TASK BRIEF → Please copy the data below word for word, everything from the line containing "Teacher note: please indicate the flag" down to the end of the data, both ends included.

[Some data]
════════════════════
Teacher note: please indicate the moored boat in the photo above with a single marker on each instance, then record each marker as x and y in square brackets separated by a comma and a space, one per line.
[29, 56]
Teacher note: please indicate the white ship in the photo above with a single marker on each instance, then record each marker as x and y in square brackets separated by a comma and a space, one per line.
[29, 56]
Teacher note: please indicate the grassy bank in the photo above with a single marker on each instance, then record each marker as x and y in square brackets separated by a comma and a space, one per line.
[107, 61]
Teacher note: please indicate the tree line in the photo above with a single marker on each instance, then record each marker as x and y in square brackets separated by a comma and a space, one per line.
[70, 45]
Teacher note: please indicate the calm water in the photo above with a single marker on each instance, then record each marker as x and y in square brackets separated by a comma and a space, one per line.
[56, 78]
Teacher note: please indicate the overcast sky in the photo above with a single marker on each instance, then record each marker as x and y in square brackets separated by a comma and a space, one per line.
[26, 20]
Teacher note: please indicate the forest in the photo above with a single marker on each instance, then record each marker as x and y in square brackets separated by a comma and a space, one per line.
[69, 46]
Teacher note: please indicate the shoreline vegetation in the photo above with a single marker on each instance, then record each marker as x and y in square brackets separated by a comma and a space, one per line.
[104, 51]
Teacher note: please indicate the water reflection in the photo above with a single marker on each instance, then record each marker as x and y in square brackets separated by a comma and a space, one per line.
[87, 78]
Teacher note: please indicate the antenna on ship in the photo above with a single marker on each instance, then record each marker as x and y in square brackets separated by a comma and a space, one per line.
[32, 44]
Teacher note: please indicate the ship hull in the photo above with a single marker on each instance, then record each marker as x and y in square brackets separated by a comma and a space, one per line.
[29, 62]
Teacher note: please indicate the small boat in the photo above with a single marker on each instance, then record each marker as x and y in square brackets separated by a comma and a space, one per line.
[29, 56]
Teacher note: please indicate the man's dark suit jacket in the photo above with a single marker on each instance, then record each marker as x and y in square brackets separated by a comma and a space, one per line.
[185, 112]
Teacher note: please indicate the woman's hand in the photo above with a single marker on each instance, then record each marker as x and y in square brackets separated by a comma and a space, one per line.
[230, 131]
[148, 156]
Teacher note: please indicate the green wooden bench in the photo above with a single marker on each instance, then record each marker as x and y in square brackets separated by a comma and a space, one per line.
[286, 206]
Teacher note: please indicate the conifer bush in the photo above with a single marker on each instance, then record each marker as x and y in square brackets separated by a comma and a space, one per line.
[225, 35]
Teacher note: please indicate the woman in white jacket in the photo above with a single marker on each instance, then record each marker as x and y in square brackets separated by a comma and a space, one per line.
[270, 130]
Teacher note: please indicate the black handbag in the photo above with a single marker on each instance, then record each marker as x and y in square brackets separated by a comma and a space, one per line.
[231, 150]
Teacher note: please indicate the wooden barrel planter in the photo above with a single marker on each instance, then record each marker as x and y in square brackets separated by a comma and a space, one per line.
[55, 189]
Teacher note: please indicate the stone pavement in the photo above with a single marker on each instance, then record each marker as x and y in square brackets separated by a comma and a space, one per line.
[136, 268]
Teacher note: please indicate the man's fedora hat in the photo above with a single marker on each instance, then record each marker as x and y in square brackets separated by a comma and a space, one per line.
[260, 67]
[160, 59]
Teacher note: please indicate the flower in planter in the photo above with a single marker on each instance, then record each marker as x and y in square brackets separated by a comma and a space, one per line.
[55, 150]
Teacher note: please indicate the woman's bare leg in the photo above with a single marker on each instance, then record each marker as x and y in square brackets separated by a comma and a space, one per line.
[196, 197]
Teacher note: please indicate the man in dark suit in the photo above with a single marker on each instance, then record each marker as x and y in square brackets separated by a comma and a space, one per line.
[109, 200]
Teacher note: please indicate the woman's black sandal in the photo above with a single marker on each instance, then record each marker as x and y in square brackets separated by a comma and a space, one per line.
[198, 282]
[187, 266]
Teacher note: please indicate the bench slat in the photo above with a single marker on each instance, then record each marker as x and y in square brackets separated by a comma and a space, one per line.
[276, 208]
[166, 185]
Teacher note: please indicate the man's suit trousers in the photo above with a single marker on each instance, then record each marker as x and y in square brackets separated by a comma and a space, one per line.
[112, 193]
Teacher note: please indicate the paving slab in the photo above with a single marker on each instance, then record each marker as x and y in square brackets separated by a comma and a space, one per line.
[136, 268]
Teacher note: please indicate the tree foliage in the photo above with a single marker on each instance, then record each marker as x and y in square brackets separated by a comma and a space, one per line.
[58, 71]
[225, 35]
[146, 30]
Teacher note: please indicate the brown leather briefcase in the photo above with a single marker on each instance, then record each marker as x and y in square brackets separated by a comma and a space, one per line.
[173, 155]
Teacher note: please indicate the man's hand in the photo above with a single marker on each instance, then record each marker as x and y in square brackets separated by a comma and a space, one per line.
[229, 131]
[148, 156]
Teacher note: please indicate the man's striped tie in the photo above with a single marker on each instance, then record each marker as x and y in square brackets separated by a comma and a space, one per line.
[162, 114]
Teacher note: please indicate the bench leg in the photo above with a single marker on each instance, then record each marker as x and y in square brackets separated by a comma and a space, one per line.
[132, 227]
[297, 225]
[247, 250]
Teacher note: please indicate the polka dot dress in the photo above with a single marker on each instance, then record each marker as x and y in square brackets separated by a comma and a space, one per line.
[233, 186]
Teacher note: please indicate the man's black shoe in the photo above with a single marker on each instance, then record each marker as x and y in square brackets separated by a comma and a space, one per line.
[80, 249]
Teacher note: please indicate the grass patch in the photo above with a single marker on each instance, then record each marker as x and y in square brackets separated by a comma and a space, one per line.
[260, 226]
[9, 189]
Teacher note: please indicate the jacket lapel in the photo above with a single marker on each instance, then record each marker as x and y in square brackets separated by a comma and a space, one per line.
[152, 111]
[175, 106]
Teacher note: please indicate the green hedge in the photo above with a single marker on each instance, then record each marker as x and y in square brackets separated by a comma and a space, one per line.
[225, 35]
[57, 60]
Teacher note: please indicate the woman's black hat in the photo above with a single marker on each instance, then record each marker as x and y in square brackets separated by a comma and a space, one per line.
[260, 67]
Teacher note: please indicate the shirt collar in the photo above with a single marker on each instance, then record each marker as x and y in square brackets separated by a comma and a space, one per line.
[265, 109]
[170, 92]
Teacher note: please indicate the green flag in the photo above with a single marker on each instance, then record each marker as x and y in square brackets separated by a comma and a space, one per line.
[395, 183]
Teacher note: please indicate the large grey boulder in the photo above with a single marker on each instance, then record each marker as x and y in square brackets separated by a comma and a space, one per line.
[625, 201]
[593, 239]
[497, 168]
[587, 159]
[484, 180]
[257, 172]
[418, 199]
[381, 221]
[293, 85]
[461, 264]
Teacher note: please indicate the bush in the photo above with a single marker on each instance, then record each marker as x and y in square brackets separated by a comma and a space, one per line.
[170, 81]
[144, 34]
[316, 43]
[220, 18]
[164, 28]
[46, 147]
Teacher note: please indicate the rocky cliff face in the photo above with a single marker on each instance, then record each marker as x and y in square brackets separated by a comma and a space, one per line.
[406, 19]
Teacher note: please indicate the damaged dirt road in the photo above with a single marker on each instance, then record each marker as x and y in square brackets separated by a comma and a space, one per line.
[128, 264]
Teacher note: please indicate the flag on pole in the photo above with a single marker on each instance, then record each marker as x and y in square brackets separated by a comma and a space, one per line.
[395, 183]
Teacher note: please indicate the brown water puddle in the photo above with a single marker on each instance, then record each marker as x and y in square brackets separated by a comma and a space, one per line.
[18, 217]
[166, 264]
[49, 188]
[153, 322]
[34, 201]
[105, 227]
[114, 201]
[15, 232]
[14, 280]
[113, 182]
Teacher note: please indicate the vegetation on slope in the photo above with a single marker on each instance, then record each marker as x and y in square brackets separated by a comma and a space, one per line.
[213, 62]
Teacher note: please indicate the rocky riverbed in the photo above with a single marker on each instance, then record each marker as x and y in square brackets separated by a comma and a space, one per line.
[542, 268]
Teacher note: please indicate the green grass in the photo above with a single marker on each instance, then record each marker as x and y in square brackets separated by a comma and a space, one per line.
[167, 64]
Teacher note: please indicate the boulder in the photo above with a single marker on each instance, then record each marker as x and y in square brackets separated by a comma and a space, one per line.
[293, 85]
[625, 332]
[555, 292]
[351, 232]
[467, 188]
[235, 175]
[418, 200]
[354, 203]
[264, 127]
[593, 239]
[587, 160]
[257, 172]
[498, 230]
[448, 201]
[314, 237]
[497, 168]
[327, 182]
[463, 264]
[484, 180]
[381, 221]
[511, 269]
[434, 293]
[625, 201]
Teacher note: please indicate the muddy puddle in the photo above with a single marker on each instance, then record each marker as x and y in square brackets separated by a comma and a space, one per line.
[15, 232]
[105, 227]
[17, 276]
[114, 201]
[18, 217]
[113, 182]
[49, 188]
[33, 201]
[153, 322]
════════════════════
ANSWER →
Teacher note: please indicate the flag on pole in the photo above with a single marker on each instance, then record each marker as x and y in square brackets separated by a comma and a space, one per line.
[395, 183]
Teacher note: please indicate the brown water puddle in the photo above with a single marker on each instance, then record each marker as x and y in square brackets separated by a comma and a space, one per line.
[18, 217]
[166, 264]
[49, 188]
[153, 322]
[34, 201]
[105, 227]
[114, 201]
[15, 232]
[14, 280]
[113, 182]
Teacher note: please indicate the vegetation on slope in the photo above with a single marker on each instance, then record each marker as x and y in square brackets separated by a comma and a space, one per line.
[213, 62]
Teacher note: please indicate the rocky riverbed in the photo above with a single marker on each instance, then record each marker as x and y in square brackets separated by a comma and a space, one per line.
[542, 268]
Teacher note: please indicate the green grass in the photo above with a single marker on each instance, then record each marker as x and y in square brackets separated by a comma and a space, one per line.
[167, 64]
Teacher note: please indicate the boulder in the photo above with a single marker on each instance, then record each marker as x and y in square brackets separated by a comma and a space, one per line.
[293, 85]
[625, 332]
[555, 292]
[351, 232]
[467, 188]
[235, 175]
[418, 200]
[354, 203]
[264, 127]
[593, 239]
[587, 160]
[257, 172]
[498, 230]
[448, 201]
[314, 237]
[497, 168]
[327, 182]
[463, 264]
[484, 180]
[381, 221]
[511, 269]
[434, 293]
[625, 201]
Teacher note: please indicate the muddy puddle in the photo above with a single marker on each instance, then record each marker as x and y in square brackets separated by a comma and a space, one per line.
[15, 232]
[105, 227]
[17, 276]
[114, 201]
[18, 217]
[113, 182]
[49, 188]
[33, 201]
[153, 322]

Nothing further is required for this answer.